##### DATA SUPPLIED #####

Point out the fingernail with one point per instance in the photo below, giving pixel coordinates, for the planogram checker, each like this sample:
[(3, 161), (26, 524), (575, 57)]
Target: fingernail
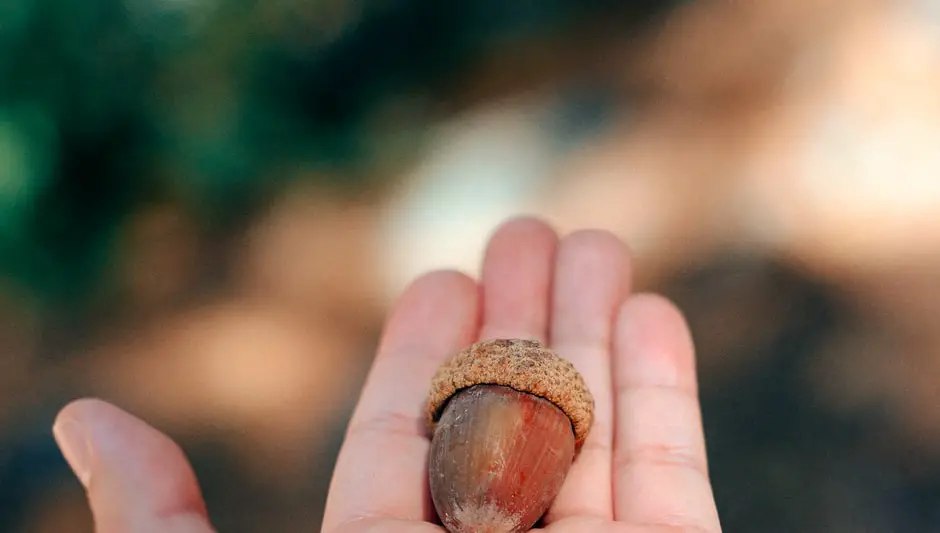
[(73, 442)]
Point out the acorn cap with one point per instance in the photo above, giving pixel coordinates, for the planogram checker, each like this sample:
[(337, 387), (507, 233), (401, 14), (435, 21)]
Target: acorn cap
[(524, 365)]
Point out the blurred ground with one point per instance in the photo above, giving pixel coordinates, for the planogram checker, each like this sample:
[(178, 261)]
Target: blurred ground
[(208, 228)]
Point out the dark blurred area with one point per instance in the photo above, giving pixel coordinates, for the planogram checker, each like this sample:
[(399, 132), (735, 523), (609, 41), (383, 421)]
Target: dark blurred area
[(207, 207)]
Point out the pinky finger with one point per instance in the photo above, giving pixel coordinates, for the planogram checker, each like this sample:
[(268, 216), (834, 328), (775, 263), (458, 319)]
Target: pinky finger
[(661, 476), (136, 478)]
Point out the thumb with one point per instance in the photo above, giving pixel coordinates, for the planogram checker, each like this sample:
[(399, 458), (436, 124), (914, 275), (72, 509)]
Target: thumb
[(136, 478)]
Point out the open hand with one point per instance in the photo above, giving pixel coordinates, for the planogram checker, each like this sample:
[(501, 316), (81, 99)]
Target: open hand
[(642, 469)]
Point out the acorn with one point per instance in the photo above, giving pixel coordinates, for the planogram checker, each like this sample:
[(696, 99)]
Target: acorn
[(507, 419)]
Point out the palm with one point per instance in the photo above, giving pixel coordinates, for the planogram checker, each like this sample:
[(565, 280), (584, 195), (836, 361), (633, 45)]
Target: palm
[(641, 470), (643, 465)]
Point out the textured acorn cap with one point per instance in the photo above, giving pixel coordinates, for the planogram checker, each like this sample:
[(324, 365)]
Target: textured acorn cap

#####

▸ **WHAT TO WORK ON**: Output only the lines from the one with "Target: acorn cap" through the last line of the entries above; please keep them exact.

▸ **PROBLEM SOLUTION**:
Target: acorn cap
[(524, 365)]
Point out the blurred ground with one point per instance in the photo above, giving pixel coordinates, for the planogram checker, each like this sample:
[(178, 261)]
Target: blurred ground
[(208, 228)]
Point out the dark blurred area with one point per instance in the photo above, giving pixel coordinates, for the planogram checker, each like this sample:
[(399, 132), (735, 523), (609, 41), (383, 421)]
Target: dark blurred area
[(207, 207)]
Point out the pinky finger with one point per instance in the photo above, giving pixel coordinates, for the planogram checker, each like this sample:
[(268, 216), (834, 328), (775, 263), (458, 319)]
Target: pinky finger
[(661, 476), (136, 478)]
Point out the thumb with one point per instance in the photo above, giving pixel coordinates, for the planogram checker, each like this sample:
[(399, 458), (436, 124), (914, 275), (72, 509)]
Target: thumb
[(136, 478)]
Point out the open hand with one point per instance in the photo above, giving pixel coordinates, for the planogram checker, each like this sample:
[(501, 316), (81, 99)]
Target: open hand
[(642, 469)]
Point out the acorn with one point per instance in the photo above, giving pixel coordinates, for the planogram checker, each like this sample:
[(696, 99)]
Target: acorn
[(507, 419)]
Point out the palm with one point per instance in the photo above, giving pixel coordinates, for the planogram checker, each like this sample:
[(565, 280), (584, 195), (836, 361), (633, 45)]
Target: palm
[(641, 470), (643, 465)]
Point out the textured acorn cap with one point per instance in the photo above, giving pixel coordinates, for the planogram checker, each like this sample:
[(324, 365)]
Target: textured acorn cap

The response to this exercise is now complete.